▶ **Source document**:
#####

The start, duration and severity of flu season can be a bit unpredictable every year, but there are things you can do now and throughout flu season to help prepare and protect yourself. From October 2021 to June 2022, the Centers for Disease Control and Prevention (CDC) estimates that up to 13 million people contracted the flu, up to 6.1 million visited a health care provider for treatment, up to 170,000 were hospitalized and up to 14,000 died because of this seasonal flu. While those numbers are lower than years past, Dr. Katie Passaretti, vice president and enterprise chief epidemiologist at Atrium Health, is apprehensive about the upcoming flu season.
“Our COVID-19 numbers are on the down swing right now, but another surge could happen this fall,” Passaretti says. “If you add the flu on top of a possible surge, it’s going to mean even more hospitalizations. If we don’t minimize that risk, we could overwhelm an already strained health care system.”
This year (much like the last), COVID-19 restrictions have been loosened or lifted, kids are back in school and many businesses and communities have returned to pre-pandemic activities.
“Children seem to have weathered COVID-19 easier, with fewer long-lasting issues and lower death rates than we’ve seen in adults but not every child has a mild case,” says Dr. Lyn Nuse, senior medical director of pediatric primary care at Atrium Health Levine Children’s. “The same goes for flu. Some kids can’t kick it quite like others – that’s who we need to get vaccinated for.”

#####

▶ **Instructions**:
1. From the flu season article, extract the passage from "The start, duration" up to and including "upcoming flu season.".
2. Answer these questions using the flu season article:
(a) According to the CDC estimate for October 2021 to June 2022, how many people were hospitalized because of the seasonal flu?
(b) What is Dr. Katie Passaretti's title?
(c) What position does Dr. Lyn Nuse hold?

▶ **Source material**:
#####

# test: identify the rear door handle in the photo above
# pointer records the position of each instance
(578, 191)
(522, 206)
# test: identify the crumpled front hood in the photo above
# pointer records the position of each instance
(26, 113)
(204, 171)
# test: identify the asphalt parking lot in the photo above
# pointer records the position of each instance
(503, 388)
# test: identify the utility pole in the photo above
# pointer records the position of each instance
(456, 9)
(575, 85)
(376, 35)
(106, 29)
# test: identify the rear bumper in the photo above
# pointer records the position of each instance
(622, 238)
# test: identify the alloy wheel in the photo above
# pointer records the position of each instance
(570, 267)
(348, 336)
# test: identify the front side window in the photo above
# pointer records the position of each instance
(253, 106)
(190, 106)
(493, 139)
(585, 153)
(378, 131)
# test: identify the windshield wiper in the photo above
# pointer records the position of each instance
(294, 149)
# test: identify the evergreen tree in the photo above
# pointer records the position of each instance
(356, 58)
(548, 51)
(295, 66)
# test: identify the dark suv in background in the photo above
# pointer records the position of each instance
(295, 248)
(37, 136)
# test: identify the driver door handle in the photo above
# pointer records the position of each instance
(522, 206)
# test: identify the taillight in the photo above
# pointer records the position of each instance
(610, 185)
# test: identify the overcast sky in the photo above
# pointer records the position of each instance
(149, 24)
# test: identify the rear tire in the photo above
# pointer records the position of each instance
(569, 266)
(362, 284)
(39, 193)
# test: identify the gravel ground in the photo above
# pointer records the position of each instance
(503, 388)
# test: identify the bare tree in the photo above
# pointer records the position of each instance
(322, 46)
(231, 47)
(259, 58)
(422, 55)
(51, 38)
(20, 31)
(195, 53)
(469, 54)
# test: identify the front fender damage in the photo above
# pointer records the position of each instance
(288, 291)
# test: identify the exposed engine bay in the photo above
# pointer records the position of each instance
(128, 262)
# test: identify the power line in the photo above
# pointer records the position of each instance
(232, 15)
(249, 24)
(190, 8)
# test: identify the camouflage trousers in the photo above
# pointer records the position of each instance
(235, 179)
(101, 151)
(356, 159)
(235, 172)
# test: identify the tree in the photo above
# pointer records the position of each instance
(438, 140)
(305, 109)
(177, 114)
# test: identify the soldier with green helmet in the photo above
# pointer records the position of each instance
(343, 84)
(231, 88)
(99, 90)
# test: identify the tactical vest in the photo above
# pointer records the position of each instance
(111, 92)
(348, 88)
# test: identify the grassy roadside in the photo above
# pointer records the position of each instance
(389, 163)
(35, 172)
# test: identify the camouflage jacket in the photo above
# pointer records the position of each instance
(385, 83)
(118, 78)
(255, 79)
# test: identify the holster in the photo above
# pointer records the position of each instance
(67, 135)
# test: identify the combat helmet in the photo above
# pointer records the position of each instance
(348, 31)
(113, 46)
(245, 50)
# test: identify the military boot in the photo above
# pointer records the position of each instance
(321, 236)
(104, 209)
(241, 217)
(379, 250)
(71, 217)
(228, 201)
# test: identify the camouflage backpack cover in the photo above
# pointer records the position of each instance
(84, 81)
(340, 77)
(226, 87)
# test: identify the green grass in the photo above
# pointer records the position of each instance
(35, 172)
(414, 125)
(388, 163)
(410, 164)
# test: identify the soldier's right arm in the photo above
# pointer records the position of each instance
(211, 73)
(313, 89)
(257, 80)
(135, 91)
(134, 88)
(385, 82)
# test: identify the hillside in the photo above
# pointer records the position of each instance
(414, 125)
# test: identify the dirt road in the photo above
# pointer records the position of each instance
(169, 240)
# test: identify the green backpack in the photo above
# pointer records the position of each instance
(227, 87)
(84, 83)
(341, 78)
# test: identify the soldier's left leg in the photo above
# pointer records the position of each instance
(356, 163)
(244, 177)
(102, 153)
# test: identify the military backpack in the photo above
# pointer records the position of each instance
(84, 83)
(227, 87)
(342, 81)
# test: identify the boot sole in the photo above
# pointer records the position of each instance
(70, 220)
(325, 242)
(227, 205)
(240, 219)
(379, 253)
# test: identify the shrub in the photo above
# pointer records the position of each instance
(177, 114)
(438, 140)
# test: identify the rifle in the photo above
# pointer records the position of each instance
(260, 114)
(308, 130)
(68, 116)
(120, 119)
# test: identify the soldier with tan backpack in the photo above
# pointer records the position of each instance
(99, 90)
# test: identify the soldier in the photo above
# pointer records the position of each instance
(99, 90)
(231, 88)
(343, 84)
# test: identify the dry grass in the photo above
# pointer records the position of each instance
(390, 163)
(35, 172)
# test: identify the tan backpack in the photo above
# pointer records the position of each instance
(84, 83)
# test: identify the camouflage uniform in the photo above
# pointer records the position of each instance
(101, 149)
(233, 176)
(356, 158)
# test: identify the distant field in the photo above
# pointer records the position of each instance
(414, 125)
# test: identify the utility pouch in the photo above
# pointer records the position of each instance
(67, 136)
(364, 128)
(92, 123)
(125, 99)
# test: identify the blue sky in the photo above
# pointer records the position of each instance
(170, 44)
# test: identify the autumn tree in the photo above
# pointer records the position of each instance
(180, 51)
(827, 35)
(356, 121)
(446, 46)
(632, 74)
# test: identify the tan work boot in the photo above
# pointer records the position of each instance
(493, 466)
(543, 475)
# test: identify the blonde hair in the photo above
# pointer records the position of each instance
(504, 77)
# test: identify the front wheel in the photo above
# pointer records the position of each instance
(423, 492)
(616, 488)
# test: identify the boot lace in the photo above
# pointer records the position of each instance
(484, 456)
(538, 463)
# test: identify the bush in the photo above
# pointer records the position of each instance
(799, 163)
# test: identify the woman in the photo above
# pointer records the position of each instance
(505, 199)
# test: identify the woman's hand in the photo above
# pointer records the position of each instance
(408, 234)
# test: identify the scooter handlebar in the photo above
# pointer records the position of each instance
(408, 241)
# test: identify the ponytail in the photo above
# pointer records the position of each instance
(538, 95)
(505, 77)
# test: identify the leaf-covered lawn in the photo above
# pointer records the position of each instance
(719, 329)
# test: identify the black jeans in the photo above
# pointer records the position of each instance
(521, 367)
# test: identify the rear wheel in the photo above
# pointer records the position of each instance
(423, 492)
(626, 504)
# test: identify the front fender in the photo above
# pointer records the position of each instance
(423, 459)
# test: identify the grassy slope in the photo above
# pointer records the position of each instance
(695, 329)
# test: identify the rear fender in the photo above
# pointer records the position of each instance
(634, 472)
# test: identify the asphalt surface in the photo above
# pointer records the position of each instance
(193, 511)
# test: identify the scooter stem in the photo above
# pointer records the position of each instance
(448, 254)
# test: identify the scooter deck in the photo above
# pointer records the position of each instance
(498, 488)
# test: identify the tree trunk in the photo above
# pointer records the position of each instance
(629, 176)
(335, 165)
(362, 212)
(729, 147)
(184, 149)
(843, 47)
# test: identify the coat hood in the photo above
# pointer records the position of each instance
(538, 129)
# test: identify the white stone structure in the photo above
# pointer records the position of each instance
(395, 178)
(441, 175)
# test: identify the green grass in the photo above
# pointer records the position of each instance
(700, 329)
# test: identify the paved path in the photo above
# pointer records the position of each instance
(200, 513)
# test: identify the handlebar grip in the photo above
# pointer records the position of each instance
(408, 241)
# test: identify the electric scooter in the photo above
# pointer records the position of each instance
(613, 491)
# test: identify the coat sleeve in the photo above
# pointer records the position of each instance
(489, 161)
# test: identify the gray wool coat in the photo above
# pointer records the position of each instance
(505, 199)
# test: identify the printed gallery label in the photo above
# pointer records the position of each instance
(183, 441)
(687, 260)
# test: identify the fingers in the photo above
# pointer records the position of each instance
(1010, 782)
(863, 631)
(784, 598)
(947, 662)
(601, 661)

#####

▶ **Answer section**:
1.
The start, duration and severity of flu season can be a bit unpredictable every year, but there are things you can do now and throughout flu season to help prepare and protect yourself. From October 2021 to June 2022, the Centers for Disease Control and Prevention (CDC) estimates that up to 13 million people contracted the flu, up to 6.1 million visited a health care provider for treatment, up to 170,000 were hospitalized and up to 14,000 died because of this seasonal flu. While those numbers are lower than years past, Dr. Katie Passaretti, vice president and enterprise chief epidemiologist at Atrium Health, is apprehensive about the upcoming flu season.

2.
(a) Up to 170,000
(b) Vice president and enterprise chief epidemiologist at Atrium Health
(c) Senior medical director of pediatric primary care at Atrium Health Levine Children's